--- BEGIN ---
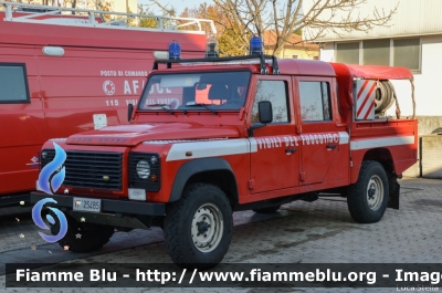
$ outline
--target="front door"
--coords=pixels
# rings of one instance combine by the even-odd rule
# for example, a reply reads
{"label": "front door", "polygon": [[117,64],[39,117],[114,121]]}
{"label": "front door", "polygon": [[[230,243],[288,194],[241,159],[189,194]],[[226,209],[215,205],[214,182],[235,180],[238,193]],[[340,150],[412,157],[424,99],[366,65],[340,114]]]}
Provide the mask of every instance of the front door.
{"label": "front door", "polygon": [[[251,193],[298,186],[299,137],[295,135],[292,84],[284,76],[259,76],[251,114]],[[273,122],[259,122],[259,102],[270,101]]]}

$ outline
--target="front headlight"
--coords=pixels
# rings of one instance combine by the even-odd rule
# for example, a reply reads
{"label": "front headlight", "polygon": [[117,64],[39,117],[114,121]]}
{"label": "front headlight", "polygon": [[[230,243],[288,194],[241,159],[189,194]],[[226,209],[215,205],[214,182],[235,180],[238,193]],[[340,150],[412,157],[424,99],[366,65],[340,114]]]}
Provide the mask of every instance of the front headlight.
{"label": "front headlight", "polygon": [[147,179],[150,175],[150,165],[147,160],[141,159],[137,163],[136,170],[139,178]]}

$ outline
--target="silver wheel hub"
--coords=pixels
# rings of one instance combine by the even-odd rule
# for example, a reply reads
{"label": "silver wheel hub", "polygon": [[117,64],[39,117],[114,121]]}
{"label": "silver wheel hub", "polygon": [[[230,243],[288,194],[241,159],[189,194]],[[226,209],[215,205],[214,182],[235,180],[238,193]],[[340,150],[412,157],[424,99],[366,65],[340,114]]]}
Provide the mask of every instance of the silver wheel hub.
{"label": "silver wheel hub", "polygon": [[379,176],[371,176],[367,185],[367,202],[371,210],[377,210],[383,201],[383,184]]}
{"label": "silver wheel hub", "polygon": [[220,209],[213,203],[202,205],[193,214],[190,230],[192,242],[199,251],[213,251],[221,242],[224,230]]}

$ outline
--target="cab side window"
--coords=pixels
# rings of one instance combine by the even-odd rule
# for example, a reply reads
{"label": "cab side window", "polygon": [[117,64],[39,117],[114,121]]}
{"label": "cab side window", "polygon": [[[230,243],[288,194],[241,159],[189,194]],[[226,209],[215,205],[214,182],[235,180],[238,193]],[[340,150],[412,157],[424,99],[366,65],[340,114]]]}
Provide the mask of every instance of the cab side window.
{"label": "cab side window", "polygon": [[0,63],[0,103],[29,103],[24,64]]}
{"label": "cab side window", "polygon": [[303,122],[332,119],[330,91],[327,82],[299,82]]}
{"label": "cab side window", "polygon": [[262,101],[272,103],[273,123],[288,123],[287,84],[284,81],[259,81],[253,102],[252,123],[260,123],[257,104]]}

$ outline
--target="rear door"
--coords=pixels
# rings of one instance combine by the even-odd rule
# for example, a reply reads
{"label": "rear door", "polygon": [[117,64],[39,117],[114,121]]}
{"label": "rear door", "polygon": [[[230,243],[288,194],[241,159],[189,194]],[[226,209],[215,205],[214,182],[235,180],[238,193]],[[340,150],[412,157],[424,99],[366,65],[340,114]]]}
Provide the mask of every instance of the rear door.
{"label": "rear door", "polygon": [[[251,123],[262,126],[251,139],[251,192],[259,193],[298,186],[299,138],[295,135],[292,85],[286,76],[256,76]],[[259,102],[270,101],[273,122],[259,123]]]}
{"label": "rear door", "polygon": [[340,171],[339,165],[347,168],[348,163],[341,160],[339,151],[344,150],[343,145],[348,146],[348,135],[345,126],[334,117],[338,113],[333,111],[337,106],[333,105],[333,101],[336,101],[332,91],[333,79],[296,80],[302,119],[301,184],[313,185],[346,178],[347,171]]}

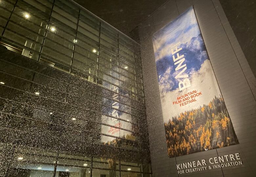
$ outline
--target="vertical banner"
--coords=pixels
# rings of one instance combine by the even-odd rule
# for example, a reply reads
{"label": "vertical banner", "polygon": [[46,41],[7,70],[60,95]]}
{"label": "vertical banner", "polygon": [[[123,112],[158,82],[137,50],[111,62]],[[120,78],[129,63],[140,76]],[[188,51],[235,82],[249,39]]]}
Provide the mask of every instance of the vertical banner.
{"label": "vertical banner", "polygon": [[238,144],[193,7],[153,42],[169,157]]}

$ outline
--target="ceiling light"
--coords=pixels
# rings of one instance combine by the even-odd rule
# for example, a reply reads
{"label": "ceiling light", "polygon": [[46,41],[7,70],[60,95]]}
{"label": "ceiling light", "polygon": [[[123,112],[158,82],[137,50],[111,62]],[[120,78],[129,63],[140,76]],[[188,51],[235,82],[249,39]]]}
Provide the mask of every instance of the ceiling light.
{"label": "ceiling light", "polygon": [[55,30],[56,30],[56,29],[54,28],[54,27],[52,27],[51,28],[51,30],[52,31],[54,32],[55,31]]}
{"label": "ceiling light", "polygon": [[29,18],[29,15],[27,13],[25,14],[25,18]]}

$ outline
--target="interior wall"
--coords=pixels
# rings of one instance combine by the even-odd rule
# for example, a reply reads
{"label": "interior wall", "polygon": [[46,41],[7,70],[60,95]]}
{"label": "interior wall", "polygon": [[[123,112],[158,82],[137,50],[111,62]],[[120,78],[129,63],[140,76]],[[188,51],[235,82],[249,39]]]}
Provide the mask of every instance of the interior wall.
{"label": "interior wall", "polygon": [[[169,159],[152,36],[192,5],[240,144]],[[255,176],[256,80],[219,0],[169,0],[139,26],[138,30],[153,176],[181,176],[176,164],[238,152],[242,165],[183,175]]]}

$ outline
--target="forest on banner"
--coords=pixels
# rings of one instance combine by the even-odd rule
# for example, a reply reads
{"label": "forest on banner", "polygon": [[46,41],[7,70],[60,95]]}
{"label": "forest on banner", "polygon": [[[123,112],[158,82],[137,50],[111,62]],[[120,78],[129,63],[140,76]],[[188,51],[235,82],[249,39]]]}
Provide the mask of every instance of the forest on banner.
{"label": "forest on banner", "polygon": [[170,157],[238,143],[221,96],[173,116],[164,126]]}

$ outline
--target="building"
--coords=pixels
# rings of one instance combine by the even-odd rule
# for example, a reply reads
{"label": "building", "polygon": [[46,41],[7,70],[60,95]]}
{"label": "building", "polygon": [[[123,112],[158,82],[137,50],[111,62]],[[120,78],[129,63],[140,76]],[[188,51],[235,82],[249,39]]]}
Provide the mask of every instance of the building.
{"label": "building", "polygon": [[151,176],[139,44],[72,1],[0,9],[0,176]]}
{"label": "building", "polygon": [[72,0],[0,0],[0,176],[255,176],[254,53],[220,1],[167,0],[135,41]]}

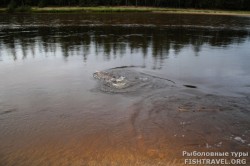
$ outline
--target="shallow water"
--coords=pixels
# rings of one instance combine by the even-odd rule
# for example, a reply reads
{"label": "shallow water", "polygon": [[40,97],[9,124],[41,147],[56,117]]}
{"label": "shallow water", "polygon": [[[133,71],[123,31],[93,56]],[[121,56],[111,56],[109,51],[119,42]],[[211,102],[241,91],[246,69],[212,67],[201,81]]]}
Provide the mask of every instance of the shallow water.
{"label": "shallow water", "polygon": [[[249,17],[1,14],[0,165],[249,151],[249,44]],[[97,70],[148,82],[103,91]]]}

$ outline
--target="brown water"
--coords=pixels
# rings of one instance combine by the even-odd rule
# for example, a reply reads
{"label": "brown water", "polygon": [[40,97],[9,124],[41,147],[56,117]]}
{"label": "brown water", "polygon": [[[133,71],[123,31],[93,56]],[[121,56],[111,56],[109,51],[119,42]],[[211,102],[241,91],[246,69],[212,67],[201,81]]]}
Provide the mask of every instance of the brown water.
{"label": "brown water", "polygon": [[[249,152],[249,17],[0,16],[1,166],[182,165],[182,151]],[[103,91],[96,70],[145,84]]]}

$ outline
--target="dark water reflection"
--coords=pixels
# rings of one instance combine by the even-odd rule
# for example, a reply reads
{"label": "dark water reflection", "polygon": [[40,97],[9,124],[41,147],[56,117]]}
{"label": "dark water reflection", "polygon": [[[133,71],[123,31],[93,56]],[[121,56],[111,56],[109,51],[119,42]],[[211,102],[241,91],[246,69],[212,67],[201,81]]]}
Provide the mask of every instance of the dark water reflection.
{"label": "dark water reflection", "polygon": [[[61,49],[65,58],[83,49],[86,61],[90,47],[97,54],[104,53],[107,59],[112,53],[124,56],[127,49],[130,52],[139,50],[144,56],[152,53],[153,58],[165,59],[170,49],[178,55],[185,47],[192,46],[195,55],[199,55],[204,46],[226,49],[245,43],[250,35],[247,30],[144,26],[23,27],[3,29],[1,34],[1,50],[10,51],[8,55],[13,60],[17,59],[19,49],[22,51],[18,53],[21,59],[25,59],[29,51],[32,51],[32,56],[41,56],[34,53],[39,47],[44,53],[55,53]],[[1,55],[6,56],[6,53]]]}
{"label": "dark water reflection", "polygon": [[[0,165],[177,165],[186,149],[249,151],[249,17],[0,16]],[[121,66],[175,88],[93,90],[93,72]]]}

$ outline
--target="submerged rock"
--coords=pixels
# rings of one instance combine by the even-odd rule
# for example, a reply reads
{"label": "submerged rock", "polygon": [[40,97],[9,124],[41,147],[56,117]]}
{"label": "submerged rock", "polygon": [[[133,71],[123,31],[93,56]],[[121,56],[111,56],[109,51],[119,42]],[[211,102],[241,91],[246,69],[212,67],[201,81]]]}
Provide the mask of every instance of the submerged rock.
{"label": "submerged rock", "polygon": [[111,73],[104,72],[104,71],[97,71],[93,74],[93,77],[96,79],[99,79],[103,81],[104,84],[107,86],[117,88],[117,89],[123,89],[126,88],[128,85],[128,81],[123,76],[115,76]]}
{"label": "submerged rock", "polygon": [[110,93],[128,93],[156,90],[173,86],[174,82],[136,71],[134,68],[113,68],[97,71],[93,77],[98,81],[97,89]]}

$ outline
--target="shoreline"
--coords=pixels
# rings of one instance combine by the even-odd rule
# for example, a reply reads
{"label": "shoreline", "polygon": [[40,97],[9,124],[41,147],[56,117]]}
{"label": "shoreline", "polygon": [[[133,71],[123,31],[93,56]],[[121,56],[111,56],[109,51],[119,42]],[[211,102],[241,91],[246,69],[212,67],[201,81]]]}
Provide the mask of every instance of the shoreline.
--- END ---
## GOAL
State how many lines in the data above contain the string "wheel". Matching is case-sensitive, and the reply must be the number alone.

## CORRECT RESPONSE
6